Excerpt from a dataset
# # # # #
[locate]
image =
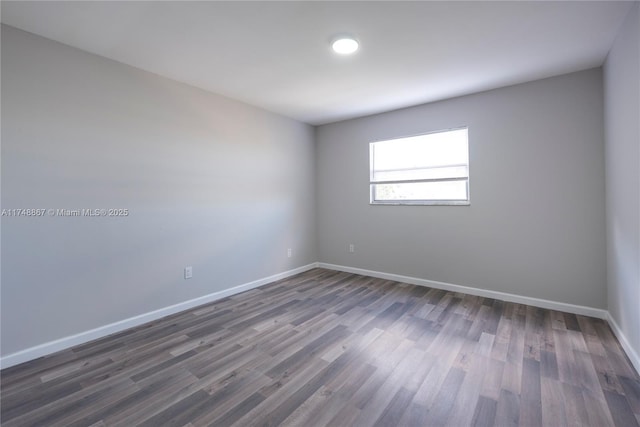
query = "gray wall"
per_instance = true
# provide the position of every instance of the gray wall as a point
(622, 125)
(208, 181)
(536, 224)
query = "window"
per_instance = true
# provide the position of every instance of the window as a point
(430, 169)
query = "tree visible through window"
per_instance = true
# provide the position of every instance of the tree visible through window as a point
(426, 169)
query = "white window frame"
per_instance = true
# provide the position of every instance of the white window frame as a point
(429, 202)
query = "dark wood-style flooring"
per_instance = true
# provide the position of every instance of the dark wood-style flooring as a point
(339, 349)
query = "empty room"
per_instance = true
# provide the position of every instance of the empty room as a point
(320, 213)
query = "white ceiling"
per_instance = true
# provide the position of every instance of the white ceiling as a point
(276, 55)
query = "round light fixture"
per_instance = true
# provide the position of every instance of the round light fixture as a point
(344, 44)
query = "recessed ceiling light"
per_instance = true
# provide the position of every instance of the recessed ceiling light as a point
(344, 44)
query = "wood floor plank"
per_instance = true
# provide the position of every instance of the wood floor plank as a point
(328, 348)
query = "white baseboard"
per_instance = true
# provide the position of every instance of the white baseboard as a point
(631, 353)
(536, 302)
(112, 328)
(100, 332)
# # # # #
§ **Objective**: Omit the pictures and restate the rest of the records verbatim.

§ **Output of the task**:
[locate]
image =
query = "gray wall"
per_instance = true
# provide the position of every instance of the gray wall as a point
(622, 125)
(208, 181)
(536, 224)
query = "window"
per_instance = true
# provide the position of every instance of the window as a point
(430, 169)
query = "tree visible through window"
per_instance = true
# provide the position of every instance of the tree visible through window as a point
(426, 169)
query = "white window frame"
per_instance = true
# provide the position of every instance of the white window frame as a point
(429, 202)
query = "dark wood-style flooring"
per_instance = true
# provide the position of every instance of the dark wood-style flooring as a point
(339, 349)
query = "empty room"
per_instance = true
# provide the position of every instance of the empty room as a point
(320, 213)
query = "white ceiling"
per_instance = true
# provide the position of every instance of the white ceiling as a point
(276, 55)
query = "round light fixture"
per_instance = true
# provide the position of every instance of the round light fixture as a point
(344, 44)
query = "recessed ceiling light"
per_instance = true
# provide the position of every instance of the recessed ceiling light as a point
(344, 44)
query = "wood floor plank"
per_instance = true
# provide the position of every instance of the wood floor plank as a point
(328, 348)
query = "white baseboard"
per_instance = true
# provide the position of every instance of the white baseboard as a point
(631, 353)
(536, 302)
(112, 328)
(100, 332)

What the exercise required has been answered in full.